(TASK DETAILS):
Everything in the listing should be restated word for word.

Data extracted from a collection
⟨
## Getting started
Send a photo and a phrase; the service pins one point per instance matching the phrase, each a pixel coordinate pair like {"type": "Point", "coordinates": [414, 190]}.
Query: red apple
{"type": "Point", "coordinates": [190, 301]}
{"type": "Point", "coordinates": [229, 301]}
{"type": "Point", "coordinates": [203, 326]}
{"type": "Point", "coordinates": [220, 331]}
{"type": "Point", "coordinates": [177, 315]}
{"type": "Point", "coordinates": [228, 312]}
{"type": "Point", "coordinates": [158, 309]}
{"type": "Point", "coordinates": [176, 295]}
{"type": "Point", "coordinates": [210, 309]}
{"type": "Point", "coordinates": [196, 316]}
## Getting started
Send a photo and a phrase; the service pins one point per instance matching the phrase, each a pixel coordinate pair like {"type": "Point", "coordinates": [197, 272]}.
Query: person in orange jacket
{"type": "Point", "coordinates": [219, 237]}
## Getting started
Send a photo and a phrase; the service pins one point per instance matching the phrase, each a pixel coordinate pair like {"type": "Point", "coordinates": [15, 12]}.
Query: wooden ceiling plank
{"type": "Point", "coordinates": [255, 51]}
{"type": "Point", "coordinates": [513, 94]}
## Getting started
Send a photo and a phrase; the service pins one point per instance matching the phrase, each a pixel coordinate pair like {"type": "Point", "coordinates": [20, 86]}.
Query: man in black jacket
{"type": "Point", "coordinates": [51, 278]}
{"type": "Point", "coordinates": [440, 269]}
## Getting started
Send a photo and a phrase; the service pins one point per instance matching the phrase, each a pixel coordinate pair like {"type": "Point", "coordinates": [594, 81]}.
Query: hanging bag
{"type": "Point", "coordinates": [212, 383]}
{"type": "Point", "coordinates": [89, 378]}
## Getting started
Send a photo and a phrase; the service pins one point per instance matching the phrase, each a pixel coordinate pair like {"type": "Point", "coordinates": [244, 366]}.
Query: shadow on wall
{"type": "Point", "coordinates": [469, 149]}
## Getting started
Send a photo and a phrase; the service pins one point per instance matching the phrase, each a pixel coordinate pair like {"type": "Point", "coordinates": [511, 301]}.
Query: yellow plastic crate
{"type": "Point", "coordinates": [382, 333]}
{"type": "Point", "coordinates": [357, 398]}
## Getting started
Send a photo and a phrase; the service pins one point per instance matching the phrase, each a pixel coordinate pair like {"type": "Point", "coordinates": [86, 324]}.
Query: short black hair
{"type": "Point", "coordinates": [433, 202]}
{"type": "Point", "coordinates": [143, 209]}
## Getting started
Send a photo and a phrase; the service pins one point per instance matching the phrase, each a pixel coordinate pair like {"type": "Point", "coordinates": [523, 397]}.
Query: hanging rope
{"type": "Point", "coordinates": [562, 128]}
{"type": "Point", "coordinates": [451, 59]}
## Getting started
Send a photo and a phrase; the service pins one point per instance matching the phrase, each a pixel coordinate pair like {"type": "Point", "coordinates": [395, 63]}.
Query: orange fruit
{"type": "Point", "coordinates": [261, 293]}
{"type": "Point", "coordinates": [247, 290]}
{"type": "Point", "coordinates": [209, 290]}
⟩
(FINAL RESULT):
## Getting started
Send a photo and a phrase; the service pins one point per instance matching the phrase, each a pixel coordinate pair like {"type": "Point", "coordinates": [414, 190]}.
Query: red apple
{"type": "Point", "coordinates": [190, 301]}
{"type": "Point", "coordinates": [229, 301]}
{"type": "Point", "coordinates": [203, 326]}
{"type": "Point", "coordinates": [220, 331]}
{"type": "Point", "coordinates": [177, 315]}
{"type": "Point", "coordinates": [228, 312]}
{"type": "Point", "coordinates": [158, 309]}
{"type": "Point", "coordinates": [176, 295]}
{"type": "Point", "coordinates": [210, 309]}
{"type": "Point", "coordinates": [196, 316]}
## Getting started
Send a photo and a phrase; the service pins one point per instance matching the phrase, each a pixel coordinate pair like {"type": "Point", "coordinates": [197, 272]}.
Query: person in orange jacket
{"type": "Point", "coordinates": [219, 237]}
## Getting started
Send a photo and a phrase; the service pins one point per instance matching the phrase, each a pixel coordinate pair like {"type": "Point", "coordinates": [15, 12]}.
Query: wooden ceiling plank
{"type": "Point", "coordinates": [255, 51]}
{"type": "Point", "coordinates": [513, 94]}
## Getting started
Send a photo and a phrase; the service pins one point per instance matching the phrase, each a pixel coordinate pair like {"type": "Point", "coordinates": [20, 86]}.
Query: man in black jacket
{"type": "Point", "coordinates": [51, 278]}
{"type": "Point", "coordinates": [440, 269]}
## Getting started
Send a photo and a phrase; the service pins one point per instance matching the phrase, each a pixel coordinate pair like {"type": "Point", "coordinates": [594, 81]}.
Query: hanging bag
{"type": "Point", "coordinates": [212, 383]}
{"type": "Point", "coordinates": [89, 378]}
## Getting started
Send a photo and a phrase; the service pins one point per instance matching the phrase, each a pixel coordinate pair like {"type": "Point", "coordinates": [244, 366]}.
Query: shadow on wall
{"type": "Point", "coordinates": [469, 149]}
## Getting started
Send a photo and a phrase; the service pins one point per instance matching the phrase, each a pixel coordinate pair like {"type": "Point", "coordinates": [511, 301]}.
Query: yellow plastic crate
{"type": "Point", "coordinates": [382, 333]}
{"type": "Point", "coordinates": [357, 398]}
## Getting started
Send a photo and a phrase; the service pins one point per instance matching the phrase, each a pixel coordinate pair like {"type": "Point", "coordinates": [86, 324]}.
Query: short black hair
{"type": "Point", "coordinates": [433, 202]}
{"type": "Point", "coordinates": [143, 209]}
## Getting started
Send a photo and a phrase; the service pins one point per instance matching the phrase, each a pixel coordinate pair like {"type": "Point", "coordinates": [523, 397]}.
Query: hanging rope
{"type": "Point", "coordinates": [562, 128]}
{"type": "Point", "coordinates": [451, 59]}
## Getting started
Send a photo and a phrase; the service pins one point per instance matching the phrase, each a pixel coordinate pair like {"type": "Point", "coordinates": [395, 63]}.
Query: orange fruit
{"type": "Point", "coordinates": [261, 293]}
{"type": "Point", "coordinates": [247, 290]}
{"type": "Point", "coordinates": [209, 290]}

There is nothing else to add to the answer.